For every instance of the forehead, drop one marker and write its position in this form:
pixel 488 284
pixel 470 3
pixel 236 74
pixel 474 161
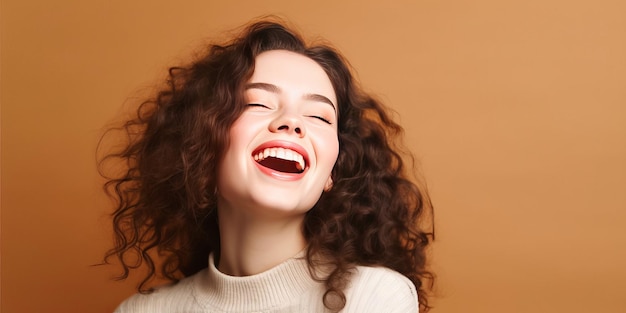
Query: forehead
pixel 292 72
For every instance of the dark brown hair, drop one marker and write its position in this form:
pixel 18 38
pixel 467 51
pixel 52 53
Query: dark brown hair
pixel 165 218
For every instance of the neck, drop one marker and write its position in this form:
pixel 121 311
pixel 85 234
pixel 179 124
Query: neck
pixel 251 244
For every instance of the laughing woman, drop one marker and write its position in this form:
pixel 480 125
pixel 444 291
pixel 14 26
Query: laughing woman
pixel 263 179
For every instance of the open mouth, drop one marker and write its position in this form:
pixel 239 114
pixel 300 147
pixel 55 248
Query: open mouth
pixel 281 160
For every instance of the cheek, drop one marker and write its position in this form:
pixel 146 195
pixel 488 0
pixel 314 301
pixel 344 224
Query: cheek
pixel 329 149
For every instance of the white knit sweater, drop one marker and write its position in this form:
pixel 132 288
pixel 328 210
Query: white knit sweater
pixel 286 288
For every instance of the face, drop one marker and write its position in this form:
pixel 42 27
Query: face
pixel 284 146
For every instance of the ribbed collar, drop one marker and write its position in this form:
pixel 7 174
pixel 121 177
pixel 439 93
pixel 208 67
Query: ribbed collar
pixel 274 288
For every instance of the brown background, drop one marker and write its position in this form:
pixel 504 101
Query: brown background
pixel 515 109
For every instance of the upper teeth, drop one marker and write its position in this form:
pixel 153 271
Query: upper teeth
pixel 281 153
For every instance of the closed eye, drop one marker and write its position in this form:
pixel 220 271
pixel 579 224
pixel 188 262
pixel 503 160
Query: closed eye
pixel 258 105
pixel 321 119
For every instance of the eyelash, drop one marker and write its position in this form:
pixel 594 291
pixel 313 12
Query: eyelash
pixel 313 116
pixel 321 119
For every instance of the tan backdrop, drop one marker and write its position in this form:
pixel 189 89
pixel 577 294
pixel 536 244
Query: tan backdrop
pixel 516 110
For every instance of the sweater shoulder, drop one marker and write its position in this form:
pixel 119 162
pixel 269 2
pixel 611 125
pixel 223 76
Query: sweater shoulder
pixel 380 289
pixel 164 299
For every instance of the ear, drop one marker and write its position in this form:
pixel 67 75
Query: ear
pixel 329 184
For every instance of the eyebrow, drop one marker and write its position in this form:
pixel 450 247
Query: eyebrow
pixel 275 89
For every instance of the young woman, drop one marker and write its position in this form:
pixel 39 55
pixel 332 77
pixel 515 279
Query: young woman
pixel 263 179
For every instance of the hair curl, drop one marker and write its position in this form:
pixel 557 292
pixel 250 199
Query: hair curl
pixel 166 202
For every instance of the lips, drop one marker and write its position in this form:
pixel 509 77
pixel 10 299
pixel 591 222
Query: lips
pixel 281 157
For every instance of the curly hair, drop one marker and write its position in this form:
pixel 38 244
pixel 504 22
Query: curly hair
pixel 165 219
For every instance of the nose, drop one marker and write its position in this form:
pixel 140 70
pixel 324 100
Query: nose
pixel 287 123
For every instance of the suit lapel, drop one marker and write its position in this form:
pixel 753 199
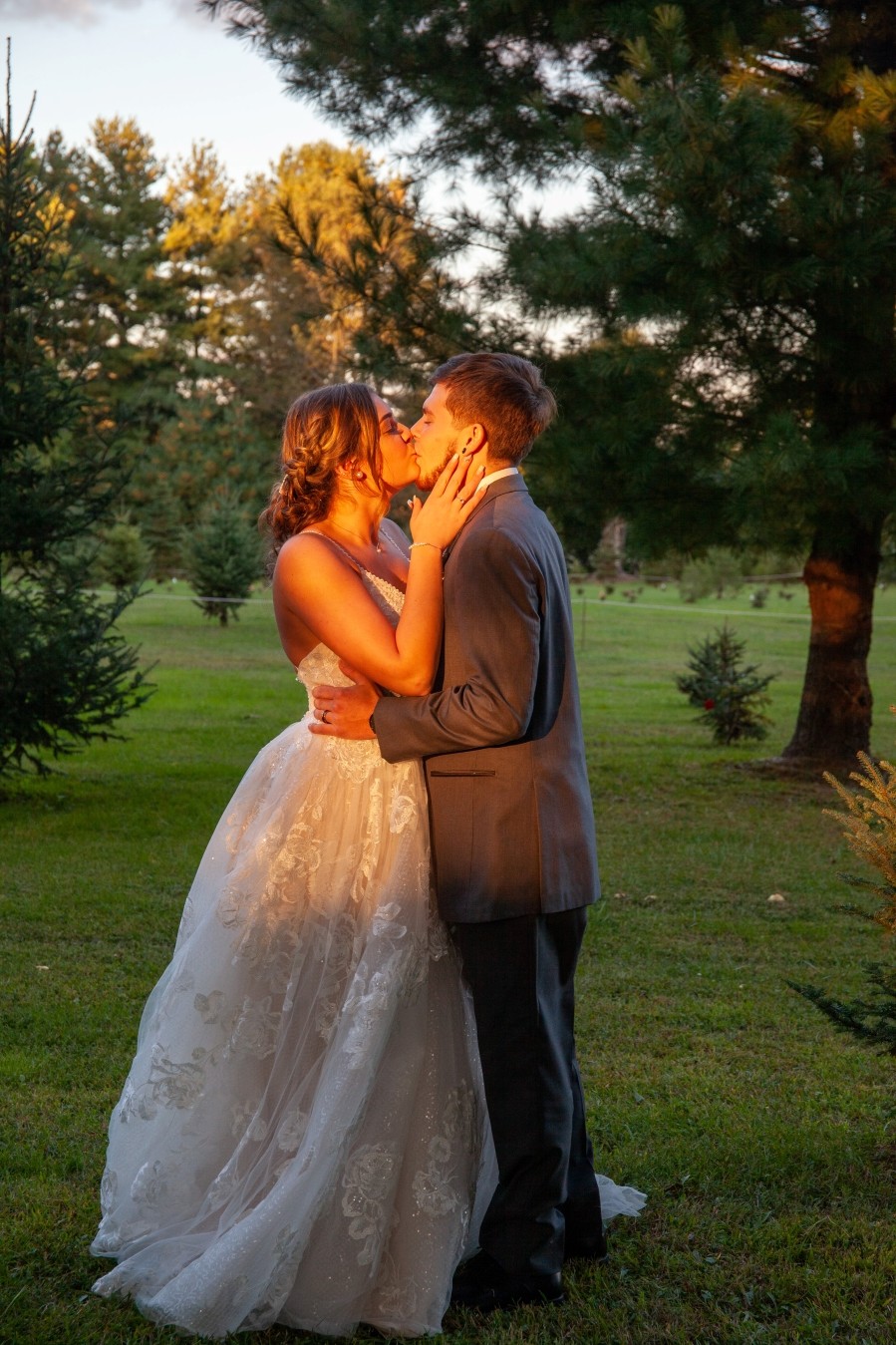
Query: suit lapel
pixel 506 486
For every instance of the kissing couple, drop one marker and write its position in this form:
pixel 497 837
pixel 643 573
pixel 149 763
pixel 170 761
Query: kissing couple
pixel 356 1094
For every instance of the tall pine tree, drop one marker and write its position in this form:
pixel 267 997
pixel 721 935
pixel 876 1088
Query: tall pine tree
pixel 66 674
pixel 730 280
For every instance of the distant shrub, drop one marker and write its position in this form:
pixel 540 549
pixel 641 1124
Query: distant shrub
pixel 124 557
pixel 715 573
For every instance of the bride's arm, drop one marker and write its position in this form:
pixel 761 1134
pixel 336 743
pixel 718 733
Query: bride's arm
pixel 315 584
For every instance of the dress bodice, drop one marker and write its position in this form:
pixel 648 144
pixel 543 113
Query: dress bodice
pixel 322 665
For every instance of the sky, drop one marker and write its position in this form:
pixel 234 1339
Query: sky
pixel 161 62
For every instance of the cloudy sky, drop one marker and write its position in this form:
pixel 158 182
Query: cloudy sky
pixel 161 62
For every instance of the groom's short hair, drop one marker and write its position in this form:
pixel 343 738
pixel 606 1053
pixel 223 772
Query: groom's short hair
pixel 503 393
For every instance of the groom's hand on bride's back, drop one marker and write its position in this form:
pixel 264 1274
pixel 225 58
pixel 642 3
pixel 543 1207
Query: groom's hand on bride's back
pixel 343 712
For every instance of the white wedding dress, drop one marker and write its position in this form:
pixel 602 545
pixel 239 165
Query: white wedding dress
pixel 303 1126
pixel 303 1136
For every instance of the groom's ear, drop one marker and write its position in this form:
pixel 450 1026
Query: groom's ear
pixel 473 440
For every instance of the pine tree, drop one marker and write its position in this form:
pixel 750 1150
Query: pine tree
pixel 869 825
pixel 222 558
pixel 66 674
pixel 728 696
pixel 730 284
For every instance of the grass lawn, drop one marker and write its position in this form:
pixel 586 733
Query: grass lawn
pixel 764 1140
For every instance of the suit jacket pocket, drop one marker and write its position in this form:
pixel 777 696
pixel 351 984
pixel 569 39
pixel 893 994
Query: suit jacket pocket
pixel 460 773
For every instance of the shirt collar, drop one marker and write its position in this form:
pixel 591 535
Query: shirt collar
pixel 496 477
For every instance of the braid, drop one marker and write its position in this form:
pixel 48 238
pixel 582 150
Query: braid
pixel 323 430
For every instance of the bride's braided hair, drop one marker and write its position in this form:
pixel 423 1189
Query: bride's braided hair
pixel 323 430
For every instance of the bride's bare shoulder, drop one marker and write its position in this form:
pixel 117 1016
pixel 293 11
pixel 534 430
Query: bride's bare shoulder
pixel 395 532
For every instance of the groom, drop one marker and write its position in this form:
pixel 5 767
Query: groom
pixel 512 833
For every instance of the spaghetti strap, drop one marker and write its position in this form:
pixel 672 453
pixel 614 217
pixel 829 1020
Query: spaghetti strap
pixel 334 542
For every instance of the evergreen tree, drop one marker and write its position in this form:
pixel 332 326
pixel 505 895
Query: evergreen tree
pixel 222 558
pixel 728 696
pixel 66 674
pixel 731 278
pixel 127 303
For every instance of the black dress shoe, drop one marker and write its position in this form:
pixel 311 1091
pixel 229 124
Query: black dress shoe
pixel 485 1286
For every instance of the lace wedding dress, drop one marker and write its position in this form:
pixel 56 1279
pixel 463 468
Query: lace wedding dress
pixel 303 1126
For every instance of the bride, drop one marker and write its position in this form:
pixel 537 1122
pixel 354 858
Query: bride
pixel 303 1128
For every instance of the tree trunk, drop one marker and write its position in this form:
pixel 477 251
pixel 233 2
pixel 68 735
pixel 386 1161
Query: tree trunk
pixel 835 708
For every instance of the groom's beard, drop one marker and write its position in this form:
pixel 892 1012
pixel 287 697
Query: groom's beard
pixel 428 481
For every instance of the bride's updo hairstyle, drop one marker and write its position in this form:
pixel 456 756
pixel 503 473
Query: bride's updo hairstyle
pixel 324 430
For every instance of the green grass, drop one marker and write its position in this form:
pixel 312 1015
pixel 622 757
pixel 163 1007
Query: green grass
pixel 763 1138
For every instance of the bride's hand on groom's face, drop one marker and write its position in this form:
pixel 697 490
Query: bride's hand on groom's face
pixel 343 712
pixel 450 502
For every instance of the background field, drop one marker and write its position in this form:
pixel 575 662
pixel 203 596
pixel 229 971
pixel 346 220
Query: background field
pixel 764 1141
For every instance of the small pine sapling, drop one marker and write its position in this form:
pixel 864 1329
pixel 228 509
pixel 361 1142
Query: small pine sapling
pixel 728 696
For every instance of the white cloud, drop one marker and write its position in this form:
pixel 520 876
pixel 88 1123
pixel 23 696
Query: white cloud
pixel 84 12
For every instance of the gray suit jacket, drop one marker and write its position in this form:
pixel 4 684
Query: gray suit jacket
pixel 512 829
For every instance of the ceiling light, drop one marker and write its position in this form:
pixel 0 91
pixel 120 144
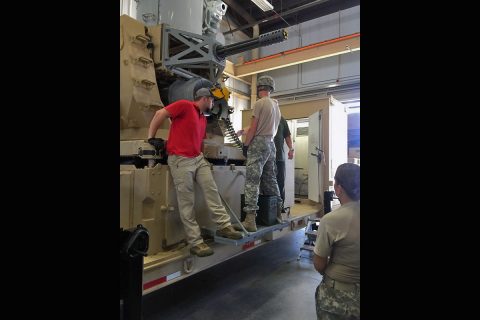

■ ■ ■ ■ ■ ■ ■

— What you are asked to do —
Only one stretch of the data above is needed. Restate it word for word, from the line containing "pixel 463 468" through the line containing "pixel 697 490", both ends included.

— Answer section —
pixel 463 468
Query: lace wedding dress
pixel 303 1126
For every instance of the bride, drop one marker and write its position in this form:
pixel 537 1122
pixel 354 858
Query: bride
pixel 303 1128
For every instance of the tree trunk, drop one marker and write its position in this form:
pixel 477 251
pixel 233 2
pixel 68 735
pixel 386 1161
Query: tree trunk
pixel 835 708
For every instance of the groom's beard, drop one marker and write its position in this form:
pixel 892 1012
pixel 287 697
Query: groom's beard
pixel 428 481
For every instance of the bride's updo hairstyle, drop one marker and write its position in this form:
pixel 456 756
pixel 503 473
Query: bride's updo hairstyle
pixel 324 430
For every instance of the green grass, drop one marker and write its position in this form:
pixel 312 1015
pixel 622 757
pixel 163 1007
Query: green grass
pixel 763 1138
For every instance of the bride's hand on groom's face, drop one marker and write its position in this form:
pixel 697 490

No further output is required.